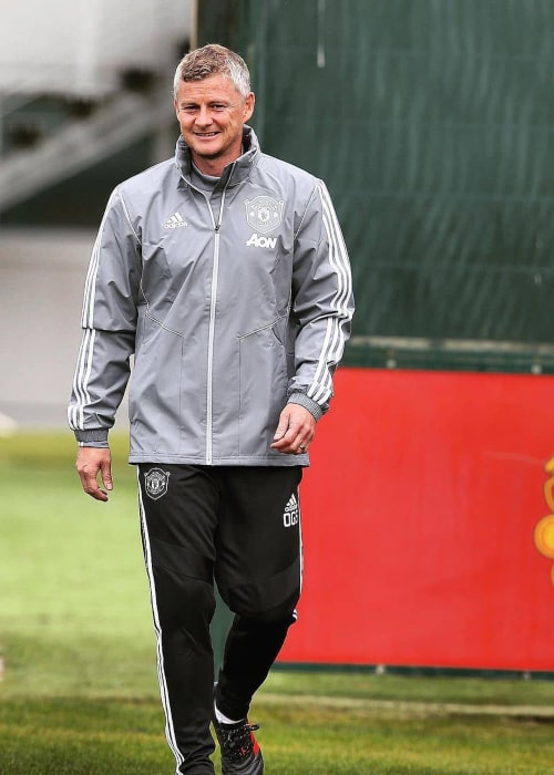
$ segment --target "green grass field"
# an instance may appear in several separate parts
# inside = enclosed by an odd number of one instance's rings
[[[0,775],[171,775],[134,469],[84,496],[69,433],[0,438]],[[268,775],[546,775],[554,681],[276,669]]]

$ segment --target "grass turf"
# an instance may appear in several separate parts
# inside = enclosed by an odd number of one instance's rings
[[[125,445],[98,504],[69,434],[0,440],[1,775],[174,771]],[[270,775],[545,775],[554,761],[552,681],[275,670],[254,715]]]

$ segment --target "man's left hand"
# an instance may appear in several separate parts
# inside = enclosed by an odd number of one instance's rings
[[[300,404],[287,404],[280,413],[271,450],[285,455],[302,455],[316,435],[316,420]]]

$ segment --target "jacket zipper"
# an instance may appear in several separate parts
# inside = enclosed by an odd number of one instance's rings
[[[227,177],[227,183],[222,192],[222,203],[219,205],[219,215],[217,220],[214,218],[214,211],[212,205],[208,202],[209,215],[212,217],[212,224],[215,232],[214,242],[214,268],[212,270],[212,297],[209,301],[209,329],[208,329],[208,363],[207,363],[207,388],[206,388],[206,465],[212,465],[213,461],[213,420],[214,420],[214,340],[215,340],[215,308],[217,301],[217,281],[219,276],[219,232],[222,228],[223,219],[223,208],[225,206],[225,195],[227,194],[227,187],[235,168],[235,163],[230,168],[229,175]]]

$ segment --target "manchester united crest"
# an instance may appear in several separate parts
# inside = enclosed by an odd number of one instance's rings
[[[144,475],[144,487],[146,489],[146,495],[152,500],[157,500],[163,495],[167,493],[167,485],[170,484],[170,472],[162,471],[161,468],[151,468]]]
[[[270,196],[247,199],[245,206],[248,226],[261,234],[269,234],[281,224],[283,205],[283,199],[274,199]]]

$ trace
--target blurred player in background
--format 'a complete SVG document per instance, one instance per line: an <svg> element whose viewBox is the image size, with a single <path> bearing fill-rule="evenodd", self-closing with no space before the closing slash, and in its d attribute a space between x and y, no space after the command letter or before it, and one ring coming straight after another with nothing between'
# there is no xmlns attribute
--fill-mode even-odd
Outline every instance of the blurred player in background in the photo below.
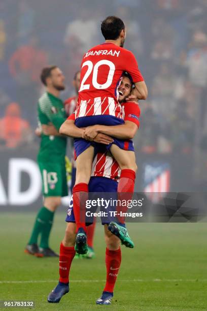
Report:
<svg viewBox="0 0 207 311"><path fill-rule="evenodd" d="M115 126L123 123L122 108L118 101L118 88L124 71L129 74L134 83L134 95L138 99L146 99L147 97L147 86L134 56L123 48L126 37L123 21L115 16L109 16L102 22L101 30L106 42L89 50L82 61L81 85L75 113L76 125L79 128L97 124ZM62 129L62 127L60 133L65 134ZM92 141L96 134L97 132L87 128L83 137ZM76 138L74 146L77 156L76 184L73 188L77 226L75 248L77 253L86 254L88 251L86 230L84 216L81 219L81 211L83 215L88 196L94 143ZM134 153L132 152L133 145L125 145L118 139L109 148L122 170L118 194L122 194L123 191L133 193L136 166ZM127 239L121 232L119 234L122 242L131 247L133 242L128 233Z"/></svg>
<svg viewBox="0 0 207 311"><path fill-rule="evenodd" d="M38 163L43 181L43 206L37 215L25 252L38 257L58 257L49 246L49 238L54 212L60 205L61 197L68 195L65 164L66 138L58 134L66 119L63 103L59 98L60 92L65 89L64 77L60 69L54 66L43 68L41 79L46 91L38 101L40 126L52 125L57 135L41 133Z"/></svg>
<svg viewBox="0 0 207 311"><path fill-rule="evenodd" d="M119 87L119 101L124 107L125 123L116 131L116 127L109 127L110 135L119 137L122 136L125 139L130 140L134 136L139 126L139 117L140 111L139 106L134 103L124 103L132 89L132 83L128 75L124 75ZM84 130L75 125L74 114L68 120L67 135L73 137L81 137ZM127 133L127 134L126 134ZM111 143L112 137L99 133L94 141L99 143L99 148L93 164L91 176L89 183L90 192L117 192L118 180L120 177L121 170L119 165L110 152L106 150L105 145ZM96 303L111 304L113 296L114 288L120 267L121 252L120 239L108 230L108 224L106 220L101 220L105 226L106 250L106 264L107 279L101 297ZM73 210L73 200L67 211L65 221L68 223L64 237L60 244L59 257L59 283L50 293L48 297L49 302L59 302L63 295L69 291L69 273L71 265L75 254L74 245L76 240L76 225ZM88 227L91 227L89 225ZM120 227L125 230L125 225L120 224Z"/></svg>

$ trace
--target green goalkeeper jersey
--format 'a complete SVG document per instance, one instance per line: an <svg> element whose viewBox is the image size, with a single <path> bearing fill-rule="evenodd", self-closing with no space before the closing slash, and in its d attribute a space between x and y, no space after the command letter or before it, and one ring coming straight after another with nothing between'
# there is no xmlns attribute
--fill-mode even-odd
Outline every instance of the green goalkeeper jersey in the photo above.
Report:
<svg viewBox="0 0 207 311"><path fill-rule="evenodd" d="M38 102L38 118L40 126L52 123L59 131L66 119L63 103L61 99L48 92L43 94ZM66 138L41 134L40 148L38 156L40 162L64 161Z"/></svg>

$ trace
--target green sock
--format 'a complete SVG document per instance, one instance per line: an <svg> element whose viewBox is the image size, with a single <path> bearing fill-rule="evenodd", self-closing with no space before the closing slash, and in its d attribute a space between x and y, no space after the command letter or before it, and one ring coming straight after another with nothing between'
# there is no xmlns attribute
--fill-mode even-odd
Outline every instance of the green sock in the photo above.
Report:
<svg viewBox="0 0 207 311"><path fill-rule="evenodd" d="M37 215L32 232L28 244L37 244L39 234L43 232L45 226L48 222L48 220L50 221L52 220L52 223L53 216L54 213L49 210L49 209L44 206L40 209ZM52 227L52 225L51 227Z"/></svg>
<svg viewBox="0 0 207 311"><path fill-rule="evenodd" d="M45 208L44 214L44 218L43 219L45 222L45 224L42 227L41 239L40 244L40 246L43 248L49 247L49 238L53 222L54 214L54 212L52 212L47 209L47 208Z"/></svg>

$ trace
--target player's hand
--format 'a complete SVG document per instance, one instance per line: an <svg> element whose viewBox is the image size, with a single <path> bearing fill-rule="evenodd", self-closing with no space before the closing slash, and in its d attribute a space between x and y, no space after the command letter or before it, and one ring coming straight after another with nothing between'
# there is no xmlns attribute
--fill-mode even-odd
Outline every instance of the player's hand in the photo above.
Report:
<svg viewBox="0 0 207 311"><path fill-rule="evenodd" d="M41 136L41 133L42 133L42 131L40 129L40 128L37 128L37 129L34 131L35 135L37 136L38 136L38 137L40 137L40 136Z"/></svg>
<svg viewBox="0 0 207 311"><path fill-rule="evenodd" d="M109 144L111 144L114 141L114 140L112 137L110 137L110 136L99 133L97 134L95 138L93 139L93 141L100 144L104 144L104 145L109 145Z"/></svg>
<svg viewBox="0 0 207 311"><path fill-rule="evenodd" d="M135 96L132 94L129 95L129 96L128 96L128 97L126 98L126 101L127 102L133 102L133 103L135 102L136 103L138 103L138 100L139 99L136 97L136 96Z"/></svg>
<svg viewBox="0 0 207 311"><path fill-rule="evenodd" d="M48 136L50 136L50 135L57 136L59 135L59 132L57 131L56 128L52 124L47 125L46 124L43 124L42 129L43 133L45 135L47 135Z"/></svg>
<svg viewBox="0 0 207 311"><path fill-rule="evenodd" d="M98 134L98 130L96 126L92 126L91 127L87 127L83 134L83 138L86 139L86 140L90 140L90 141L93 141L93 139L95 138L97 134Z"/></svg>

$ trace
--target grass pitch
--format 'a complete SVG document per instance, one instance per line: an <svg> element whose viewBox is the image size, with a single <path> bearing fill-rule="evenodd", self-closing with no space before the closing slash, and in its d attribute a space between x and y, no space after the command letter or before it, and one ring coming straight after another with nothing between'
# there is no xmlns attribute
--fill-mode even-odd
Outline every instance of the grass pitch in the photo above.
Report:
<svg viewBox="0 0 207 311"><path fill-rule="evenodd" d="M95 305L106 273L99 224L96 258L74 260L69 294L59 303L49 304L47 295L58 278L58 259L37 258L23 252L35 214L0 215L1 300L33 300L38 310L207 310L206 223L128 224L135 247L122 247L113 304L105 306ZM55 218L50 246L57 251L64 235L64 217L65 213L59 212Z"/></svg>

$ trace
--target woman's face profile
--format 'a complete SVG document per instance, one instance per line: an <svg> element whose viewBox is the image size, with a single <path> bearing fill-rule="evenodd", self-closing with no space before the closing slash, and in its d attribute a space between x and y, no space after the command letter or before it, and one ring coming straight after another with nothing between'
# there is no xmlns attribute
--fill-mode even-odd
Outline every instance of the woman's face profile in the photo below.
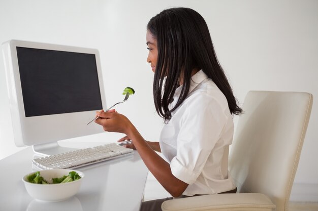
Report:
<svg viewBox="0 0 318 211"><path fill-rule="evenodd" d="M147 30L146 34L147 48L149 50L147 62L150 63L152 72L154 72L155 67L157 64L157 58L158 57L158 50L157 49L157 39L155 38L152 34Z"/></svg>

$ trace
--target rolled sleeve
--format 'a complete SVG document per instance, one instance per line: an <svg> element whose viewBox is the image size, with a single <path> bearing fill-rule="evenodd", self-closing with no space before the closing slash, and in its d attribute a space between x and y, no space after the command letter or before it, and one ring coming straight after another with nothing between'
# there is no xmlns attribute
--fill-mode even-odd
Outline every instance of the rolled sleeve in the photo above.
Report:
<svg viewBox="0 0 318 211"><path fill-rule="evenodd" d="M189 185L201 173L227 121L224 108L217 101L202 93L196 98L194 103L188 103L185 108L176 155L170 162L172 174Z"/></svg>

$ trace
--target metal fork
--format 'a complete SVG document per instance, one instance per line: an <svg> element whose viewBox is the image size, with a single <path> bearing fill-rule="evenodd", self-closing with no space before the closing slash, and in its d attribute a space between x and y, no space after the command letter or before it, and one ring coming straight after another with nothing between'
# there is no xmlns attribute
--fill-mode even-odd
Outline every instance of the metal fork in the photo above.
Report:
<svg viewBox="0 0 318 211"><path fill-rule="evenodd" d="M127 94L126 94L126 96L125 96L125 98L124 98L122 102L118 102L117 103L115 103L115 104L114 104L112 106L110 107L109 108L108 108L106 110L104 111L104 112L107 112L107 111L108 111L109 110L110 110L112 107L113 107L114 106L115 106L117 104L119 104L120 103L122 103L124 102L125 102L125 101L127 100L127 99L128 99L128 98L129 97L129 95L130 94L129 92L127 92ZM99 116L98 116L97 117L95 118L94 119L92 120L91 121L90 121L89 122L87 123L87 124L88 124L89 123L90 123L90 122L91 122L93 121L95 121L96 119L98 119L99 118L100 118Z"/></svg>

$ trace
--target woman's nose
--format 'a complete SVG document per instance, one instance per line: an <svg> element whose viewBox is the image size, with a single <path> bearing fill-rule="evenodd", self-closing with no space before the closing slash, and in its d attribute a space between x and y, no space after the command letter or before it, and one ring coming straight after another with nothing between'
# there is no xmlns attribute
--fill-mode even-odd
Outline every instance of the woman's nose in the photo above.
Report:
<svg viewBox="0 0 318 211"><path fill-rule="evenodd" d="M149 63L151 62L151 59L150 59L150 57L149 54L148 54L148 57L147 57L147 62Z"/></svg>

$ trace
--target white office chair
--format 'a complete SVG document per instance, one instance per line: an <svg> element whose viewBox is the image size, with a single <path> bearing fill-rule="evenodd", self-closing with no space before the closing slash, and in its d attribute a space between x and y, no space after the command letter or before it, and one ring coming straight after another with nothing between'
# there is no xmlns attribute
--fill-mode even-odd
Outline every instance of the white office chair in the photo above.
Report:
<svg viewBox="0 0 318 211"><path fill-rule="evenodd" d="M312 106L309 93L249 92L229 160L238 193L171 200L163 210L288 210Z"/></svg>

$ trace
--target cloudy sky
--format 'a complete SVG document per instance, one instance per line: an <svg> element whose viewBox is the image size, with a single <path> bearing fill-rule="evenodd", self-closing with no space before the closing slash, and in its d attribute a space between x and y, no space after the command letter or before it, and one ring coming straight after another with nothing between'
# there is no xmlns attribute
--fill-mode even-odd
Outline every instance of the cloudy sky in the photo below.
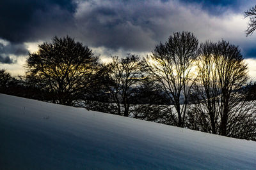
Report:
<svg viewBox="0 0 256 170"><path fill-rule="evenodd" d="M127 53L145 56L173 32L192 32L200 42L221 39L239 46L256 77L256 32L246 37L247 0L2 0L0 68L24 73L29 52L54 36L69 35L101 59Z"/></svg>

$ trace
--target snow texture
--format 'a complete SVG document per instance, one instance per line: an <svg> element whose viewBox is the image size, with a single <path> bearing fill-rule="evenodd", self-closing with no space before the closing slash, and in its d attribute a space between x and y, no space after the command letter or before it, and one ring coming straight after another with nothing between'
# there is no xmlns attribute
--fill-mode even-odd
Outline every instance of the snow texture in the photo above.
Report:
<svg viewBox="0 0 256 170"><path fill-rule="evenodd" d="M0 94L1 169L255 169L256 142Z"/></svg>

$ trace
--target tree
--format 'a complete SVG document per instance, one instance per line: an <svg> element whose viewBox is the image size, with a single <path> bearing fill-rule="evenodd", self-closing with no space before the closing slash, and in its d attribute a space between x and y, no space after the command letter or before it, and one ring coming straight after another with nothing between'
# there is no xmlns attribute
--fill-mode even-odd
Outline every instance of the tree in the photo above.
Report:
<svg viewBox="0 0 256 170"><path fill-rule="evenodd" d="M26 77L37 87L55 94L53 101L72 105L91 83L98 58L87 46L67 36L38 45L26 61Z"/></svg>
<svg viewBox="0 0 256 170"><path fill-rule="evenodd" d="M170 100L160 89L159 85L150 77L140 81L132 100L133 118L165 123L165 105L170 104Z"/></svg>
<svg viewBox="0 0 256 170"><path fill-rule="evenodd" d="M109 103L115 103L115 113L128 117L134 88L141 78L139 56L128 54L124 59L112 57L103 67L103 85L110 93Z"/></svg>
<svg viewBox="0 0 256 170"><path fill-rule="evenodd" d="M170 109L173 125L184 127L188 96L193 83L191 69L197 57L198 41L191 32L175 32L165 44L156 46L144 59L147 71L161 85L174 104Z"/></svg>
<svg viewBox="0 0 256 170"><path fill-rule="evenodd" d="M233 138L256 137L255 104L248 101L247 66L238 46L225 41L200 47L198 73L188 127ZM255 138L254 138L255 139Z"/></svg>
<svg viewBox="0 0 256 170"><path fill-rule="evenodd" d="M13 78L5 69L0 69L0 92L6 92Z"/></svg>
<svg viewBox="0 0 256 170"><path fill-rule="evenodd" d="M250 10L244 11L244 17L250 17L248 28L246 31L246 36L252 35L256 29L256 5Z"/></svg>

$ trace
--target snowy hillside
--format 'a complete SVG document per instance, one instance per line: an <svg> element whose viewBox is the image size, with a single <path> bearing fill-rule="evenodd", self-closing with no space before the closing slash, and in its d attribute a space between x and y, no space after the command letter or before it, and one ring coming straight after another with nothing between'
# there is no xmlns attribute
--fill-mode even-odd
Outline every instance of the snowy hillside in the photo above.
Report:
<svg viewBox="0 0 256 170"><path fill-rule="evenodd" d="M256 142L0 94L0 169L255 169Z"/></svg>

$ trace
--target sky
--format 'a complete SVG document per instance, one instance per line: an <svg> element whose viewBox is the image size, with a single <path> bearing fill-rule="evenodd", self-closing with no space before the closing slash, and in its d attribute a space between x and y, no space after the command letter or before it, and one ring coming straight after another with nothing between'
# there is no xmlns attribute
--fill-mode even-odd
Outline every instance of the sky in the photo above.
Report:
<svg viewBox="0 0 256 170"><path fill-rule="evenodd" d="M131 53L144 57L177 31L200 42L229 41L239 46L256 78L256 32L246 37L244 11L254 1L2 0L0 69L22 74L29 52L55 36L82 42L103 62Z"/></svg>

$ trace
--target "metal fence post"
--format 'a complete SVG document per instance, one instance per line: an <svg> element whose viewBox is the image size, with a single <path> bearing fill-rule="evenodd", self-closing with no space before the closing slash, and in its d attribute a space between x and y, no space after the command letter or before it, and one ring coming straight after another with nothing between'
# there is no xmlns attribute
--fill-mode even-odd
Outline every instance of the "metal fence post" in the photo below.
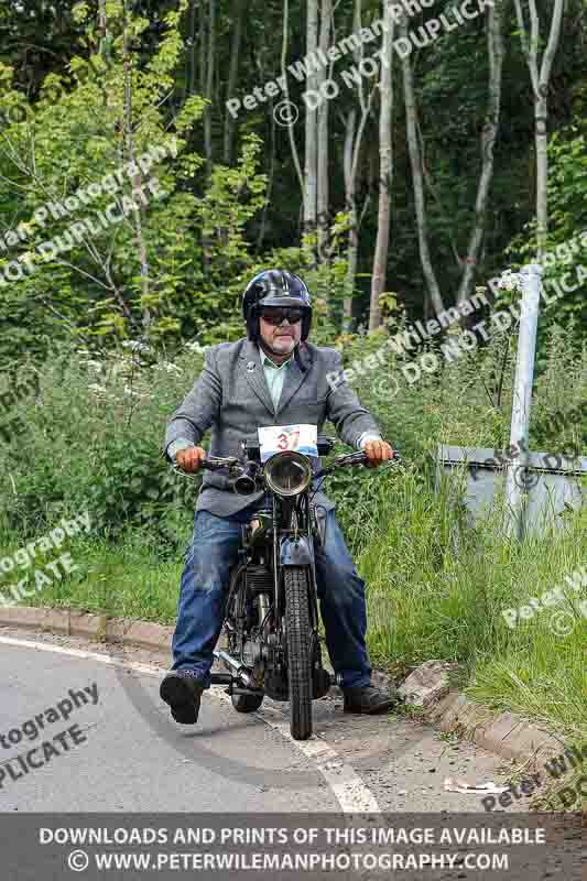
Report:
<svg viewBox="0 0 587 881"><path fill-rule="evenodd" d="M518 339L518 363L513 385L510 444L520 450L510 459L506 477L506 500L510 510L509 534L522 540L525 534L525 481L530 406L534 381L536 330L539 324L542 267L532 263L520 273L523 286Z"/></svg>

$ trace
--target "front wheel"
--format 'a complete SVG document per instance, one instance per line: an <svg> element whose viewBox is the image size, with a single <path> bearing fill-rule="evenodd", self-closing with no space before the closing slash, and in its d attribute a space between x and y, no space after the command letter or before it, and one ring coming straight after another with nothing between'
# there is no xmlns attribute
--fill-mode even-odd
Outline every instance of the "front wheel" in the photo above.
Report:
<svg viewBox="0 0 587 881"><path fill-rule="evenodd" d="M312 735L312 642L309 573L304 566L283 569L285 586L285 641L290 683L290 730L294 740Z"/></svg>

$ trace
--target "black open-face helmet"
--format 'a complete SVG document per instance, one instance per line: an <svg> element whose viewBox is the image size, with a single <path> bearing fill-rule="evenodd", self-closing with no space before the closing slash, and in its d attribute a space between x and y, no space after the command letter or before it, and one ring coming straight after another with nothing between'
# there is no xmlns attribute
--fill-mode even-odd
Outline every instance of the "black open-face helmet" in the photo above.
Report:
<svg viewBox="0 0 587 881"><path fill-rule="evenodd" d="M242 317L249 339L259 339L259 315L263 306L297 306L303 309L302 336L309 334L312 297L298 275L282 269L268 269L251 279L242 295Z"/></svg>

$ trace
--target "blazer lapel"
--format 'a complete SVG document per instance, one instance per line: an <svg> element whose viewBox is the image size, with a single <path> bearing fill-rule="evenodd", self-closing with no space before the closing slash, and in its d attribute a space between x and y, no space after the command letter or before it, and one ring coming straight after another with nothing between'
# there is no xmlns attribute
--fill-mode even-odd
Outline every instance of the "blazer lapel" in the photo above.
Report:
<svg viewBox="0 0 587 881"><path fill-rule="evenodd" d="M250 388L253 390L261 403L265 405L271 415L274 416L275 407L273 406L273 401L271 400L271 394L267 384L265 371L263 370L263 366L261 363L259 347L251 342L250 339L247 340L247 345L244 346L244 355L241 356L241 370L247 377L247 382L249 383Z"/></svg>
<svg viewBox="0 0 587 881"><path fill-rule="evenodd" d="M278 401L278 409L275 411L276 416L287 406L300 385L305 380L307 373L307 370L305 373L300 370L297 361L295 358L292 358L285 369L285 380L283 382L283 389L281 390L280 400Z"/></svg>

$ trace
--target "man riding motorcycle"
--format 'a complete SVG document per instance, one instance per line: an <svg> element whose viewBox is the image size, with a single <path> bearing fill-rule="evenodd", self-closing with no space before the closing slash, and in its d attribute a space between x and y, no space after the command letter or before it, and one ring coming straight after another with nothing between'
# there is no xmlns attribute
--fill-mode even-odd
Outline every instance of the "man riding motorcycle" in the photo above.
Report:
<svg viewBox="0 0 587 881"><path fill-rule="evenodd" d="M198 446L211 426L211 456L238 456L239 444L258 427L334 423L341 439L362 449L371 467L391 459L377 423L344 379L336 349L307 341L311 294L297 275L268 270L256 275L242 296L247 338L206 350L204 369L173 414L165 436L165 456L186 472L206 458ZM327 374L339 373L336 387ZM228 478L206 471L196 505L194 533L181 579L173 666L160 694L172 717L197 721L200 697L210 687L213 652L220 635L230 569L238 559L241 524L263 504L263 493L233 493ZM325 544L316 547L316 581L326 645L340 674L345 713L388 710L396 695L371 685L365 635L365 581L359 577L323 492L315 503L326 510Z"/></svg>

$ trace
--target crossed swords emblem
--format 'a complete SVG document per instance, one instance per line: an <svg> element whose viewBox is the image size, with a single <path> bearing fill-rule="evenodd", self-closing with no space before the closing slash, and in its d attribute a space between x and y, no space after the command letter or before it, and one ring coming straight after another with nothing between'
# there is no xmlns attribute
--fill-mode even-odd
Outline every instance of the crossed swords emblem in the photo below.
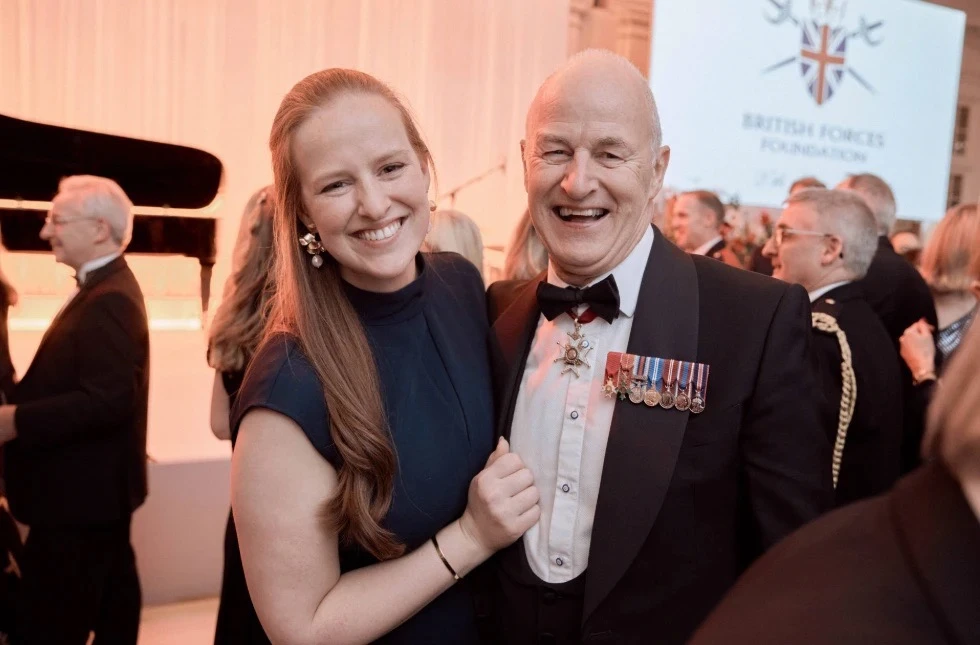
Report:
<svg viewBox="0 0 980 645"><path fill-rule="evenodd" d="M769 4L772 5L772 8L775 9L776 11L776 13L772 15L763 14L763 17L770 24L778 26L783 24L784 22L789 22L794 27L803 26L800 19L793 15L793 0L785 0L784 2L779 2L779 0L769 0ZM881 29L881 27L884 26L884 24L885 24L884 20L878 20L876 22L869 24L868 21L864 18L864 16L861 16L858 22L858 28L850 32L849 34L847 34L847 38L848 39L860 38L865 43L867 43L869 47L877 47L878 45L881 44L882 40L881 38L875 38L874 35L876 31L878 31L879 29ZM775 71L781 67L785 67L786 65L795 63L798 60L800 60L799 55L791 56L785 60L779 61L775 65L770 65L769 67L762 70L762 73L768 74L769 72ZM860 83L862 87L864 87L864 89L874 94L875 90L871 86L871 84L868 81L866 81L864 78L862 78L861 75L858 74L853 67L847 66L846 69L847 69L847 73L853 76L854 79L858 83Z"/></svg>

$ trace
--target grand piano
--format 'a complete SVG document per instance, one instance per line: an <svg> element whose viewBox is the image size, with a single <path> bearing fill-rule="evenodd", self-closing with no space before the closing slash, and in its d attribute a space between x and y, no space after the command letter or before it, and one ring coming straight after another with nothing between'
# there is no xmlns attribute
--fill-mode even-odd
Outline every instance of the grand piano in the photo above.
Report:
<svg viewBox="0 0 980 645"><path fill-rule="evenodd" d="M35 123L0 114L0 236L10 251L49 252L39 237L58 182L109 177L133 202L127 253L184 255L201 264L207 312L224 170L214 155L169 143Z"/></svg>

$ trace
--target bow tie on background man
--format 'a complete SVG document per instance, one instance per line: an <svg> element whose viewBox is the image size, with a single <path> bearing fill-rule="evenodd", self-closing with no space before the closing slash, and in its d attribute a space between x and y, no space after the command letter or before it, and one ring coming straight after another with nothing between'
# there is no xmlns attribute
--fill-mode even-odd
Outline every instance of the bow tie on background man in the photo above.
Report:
+++++
How many lines of the material above contain the string "grass", with case counting? Reply with the number only.

4